» **Extrait de page**:
Article de Carine Anselme paru dans Psychologies Magazine, novembre 2012
* Le prénom a été modifié.
Sexismes
Tristement ordinaire, allègrement grivois, complaisamment paternaliste, ouvertement hostile, carrément violent, le sexisme revêt bien des atours. Il n’est pas qu’une histoire de genre – une conception bipolaire du monde, renvoyant homme et femme (Mars et Vénus, comme dirait John Gray !) dos à dos. Il fait aussi s’entremêler des facteurs sociaux, culturels, éducatifs, transgénérationnels… « C’est très difficile de parler du sexisme avec justesse ! Il y a tellement d’entrées », souligne François De Smet, philosophe (ULB). « On va un peu vite en jugement en faisant aujourd’hui l’amalgame exclusif entre Islam et sexisme. La violence sexiste n’est pas seulement là, elle est partout ; dès que les femmes sont renvoyées à un rôle secondaire, hiérarchiquement inférieur, de reproductrice », note Claire Gavray, enseignante et chercheuse à l’Université de Liège (ULG), spécialiste en études de genre. « Le sexisme touche tous les rapports humains, dans toutes les classes sociales, à partir du moment où il y a un rapport de force », ajoute François De Smet. Il existe donc aussi en costume trois pièces ! Ainsi, Marie Sarlet, chercheuse aspirante FNRS, auteure d’une thèse sur la bienveillance sexiste (nous en parlerons plus bas) a-t-elle entendu, en faisant une conférence sur le thème du sexisme (!), les commentaires « élégants » d’auditeurs attablés : « Ah, une Barbie ! » Quant à Zakia Khattabi, chef de groupe Écolo au Sénat et féministe, elle affirme ne jamais avoir souffert, dans sa carrière politique, de ses origines étrangères, mais bien du sexisme. « J’ai été sciée de constater le machisme ambiant ! Un collègue a refusé de me donner la main, en prétextant, d’un sourire entendu, qu’il ne savait pas, sinon, où il pourrait s’arrêter… Il n’a pas vu en moi une collègue, mais une poupée à disposition ! » Entendons-nous : le sexisme n’est pas unisexe. Les femmes aussi peuvent être sexistes : envers les hommes…mais aussi entre elles, parfois de manière féroce (« Ah, la pétasse ! »). Quand ce n’est pas à l’encontre de leur propre personne, en s’affublant des stéréotypes sexistes (« Quelle cruche, avec mon sens de l’orientation féminin, je me suis encore perdue ! »).

[Extraits de données de pointage]
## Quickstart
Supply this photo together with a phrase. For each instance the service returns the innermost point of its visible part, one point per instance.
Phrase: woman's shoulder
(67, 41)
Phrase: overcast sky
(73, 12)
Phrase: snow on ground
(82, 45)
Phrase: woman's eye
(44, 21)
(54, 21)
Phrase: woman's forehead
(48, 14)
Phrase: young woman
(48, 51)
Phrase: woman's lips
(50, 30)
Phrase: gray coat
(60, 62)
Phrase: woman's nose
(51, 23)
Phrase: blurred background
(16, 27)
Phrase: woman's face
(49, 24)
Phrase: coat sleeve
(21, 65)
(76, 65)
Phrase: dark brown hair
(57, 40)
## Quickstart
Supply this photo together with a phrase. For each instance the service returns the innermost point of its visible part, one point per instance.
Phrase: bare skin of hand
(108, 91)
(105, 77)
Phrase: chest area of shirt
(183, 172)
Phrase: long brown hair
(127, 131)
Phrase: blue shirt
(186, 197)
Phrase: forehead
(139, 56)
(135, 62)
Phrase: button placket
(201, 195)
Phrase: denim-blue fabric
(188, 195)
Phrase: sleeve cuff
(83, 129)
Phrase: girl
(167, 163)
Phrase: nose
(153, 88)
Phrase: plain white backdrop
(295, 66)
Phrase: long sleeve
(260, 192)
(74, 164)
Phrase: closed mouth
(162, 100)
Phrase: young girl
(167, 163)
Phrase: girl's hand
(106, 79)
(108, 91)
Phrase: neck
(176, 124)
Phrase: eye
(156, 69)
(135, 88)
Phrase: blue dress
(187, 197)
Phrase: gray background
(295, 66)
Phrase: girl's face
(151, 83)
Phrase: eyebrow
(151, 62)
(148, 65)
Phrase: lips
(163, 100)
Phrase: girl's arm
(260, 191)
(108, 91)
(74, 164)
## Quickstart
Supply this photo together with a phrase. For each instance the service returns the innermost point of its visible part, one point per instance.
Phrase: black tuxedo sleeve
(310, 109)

» **Consigne**: Continuez l'article sur le sexisme après sa dernière phrase. La liste n'est pas nécessaire pour cet exercice.

» **Résultat de l'exercice**:
Le masculin l’emporte
Dans une société, où l’on apprend dès le plus jeune âge que « le masculin l’emporte », les femmes ont presque « assimilé » le sexisme. « C’est un bruit de fond, un conditionnement permanent à la soumission ordinaire, à tel point que l’on en vient à ne même plus réagir », note la journaliste freelance Myriam Leroy, qui reconnaît s’être construit un personnage (de force de la nature, dotée d’un sacré tempérament) pour se protéger et montrer, au niveau médiatique, que les femmes peuvent être autre chose que « délicate, douce, ravissante ». Si la diffusion de Femme de la rue a peut-être sorti certaines d’entre nous de leur torpeur, en tant que femmes nous n’avons rien découvert que nous ne connaissions déjà. Il en a été autrement pour les hommes ! « Savoir qu’un phénomène existe est très différent que de s’en rendre compte. Par le biais de la caméra cachée de Sofie Peeters, j’ai découvert que nous vivons dans deux mondes parallèles. En tant qu’homme, je ne dois pas réfléchir à ma façon de m’habiller, ni quelles rues emprunter. Nous, les hommes, nous ne nous rendons pas compte de cette réalité. Et c’est devenu tellement banal, si j’ose dire, pour les femmes, qu’elles l’intériorisent et nous en parlent peu », constate le philosophe François De Smet.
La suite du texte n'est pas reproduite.